**Text segment**
= = = = =

A method according to an embodiment of the present invention includes the following operations (not necessarily in the following order): (i) while the products are being ordered online, the order shopping system will calculate the aggregated weight, dimensions, and shapes of the package and will show options for the customer to receive the order on the road; (ii) based on the selection of receiving the products on the road, the system will show how the products can be received; (iii) the system will show various options of receiving the product on the road; (iv) the customer can select one or more options from the recommended list, and accordingly, the delivery system will plan for the selected mode of delivery; (v) the customer's personalized system can also recommend how the products can be received on the road; (vi) based on historical data from the customer's travel, the personal system will evaluate the capability of the customer to receive products on the road; and (vii) the personal recommendation system will also recommend how the products should be accepted on the road.
A method according to an embodiment of the present invention includes the following operations (not necessarily in the following order): (i) the personal recommendation system will also recommend how the products should be accepted on the road; (ii) on the delivery date, the shopping system will proactively notify the customer to keep the required capacity available; (iii) the real time location of the customer will be tracked so the nearest intersecting point can be identified and communicated to the customer, so that the customer doesn't have to wait on the road for the delivery; (iv) the time difference between the customers starting point and the customers destination, along with the delivery system's starting point, is taken into consideration so that the product is delivered to the customer on time without any delay or wait time; (v) while ordering the product, the customer can also provide specific instructions to receive the product on the road; (vi) the specific instructions can be voice instructions, such as how the customer would like to receive the product and where the customer can receive the product; (vii) the delivery system will proactively arrange the product at the delivery location, such as with a UAV or any other system; (viii) the system will evaluate if the products can be received on the road, and if the customer has the required capacity; (ix) if the required capability is available, then the delivery system will deliver the product to the customer; and (x) if the required capacity of the customer to receive the product is not sufficient, then the customer and the delivery system can perform voice interaction to plan for an alternate delivery.
Some embodiments of the present invention may include one, or more, of the following operations, features, characteristics and/or advantages: (i) a shopping system that identifies the items being ordered; (ii) calculates the items various parameters (type, size, quantity, weight, etc.); (iii) while traveling, provides instructions to the customer, while ordering, if it is possible to get the delivery on the road, based on the vehicle being used by the customer; (iv) the delivery system identifies how much space is required to accept the delivery; (v) the system contacts the customer and enables the customer to pick up its delivery while on the road, rather than waiting for the package to get delivered to the customers provided address.
Some embodiments of the present invention may include one, or more, of the following operations, features, characteristics and/or advantages: (i) does not require customers to come and wait at a decided location but calculates the nearest meeting point when both of the vehicles are in transit; and/or (ii) can efficiently collect the placed orders based on: (a) the size of the vehicle the customer is in, (b) the item that is getting delivered, and/or (c) the route the customer and the delivery vehicle is on.

= = = = =

**Supplied information**
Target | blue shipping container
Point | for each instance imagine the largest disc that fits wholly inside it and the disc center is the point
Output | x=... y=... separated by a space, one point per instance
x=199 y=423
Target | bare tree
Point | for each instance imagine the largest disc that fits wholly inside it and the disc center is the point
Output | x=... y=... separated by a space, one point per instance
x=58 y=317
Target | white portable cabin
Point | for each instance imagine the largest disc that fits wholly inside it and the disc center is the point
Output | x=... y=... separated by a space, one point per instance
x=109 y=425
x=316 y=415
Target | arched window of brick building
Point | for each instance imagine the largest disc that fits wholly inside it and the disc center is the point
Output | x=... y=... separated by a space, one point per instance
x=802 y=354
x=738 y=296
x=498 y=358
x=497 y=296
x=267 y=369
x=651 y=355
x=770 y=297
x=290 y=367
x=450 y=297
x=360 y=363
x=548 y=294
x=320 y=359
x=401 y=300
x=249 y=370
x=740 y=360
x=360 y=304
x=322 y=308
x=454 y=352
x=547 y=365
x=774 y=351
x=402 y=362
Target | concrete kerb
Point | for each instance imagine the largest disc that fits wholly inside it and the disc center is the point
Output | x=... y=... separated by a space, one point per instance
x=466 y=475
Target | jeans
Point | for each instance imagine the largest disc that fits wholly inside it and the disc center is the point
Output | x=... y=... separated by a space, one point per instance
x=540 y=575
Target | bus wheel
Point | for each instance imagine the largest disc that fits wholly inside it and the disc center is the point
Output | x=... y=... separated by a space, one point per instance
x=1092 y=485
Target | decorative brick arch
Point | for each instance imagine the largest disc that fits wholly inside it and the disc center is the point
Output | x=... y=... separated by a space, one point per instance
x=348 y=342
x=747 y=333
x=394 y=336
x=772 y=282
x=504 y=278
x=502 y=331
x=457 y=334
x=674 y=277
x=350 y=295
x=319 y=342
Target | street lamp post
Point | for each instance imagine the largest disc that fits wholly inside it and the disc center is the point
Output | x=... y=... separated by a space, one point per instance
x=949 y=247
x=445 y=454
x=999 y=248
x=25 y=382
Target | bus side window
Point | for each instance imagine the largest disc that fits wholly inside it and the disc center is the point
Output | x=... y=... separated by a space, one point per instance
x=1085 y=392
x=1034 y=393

= = = = =

**Directives**
1. Decide whether each statement agrees with the passage on on-the-road delivery. Answer yes or no for each, and quote the deciding words of the passage.
(a) The customer's real time location is tracked so that the nearest intersecting point can be identified.
(b) Customers are required to come and wait at a decided location.
(c) The operations of the method must be carried out in the order listed.
2. Rewrite the records from the line containing "Target | jeans" through the end of the records, including both ends. Add 130 to every x and y coordinate in the answers.

**Expected responses**
1.
(a) Yes: "the real time location of the customer will be tracked so the nearest intersecting point can be identified and communicated to the customer"
(b) No: "does not require customers to come and wait at a decided location"
(c) No: "(not necessarily in the following order)"

2.
Target | jeans
Point | for each instance imagine the largest disc that fits wholly inside it and the disc center is the point
Output | x=... y=... separated by a space, one point per instance
x=670 y=705
Target | bus wheel
Point | for each instance imagine the largest disc that fits wholly inside it and the disc center is the point
Output | x=... y=... separated by a space, one point per instance
x=1222 y=615
Target | decorative brick arch
Point | for each instance imagine the largest disc that fits wholly inside it and the disc center is the point
Output | x=... y=... separated by a space, one point per instance
x=478 y=472
x=877 y=463
x=524 y=466
x=902 y=412
x=634 y=408
x=632 y=461
x=587 y=464
x=804 y=407
x=480 y=425
x=449 y=472
Target | street lamp post
Point | for each instance imagine the largest disc that fits wholly inside it and the disc center is the point
Output | x=... y=... separated by a space, one point per instance
x=1079 y=377
x=575 y=584
x=1129 y=378
x=155 y=512
Target | bus side window
Point | for each instance imagine the largest disc that fits wholly inside it and the disc center is the point
Output | x=... y=... separated by a space, one point per instance
x=1215 y=522
x=1164 y=523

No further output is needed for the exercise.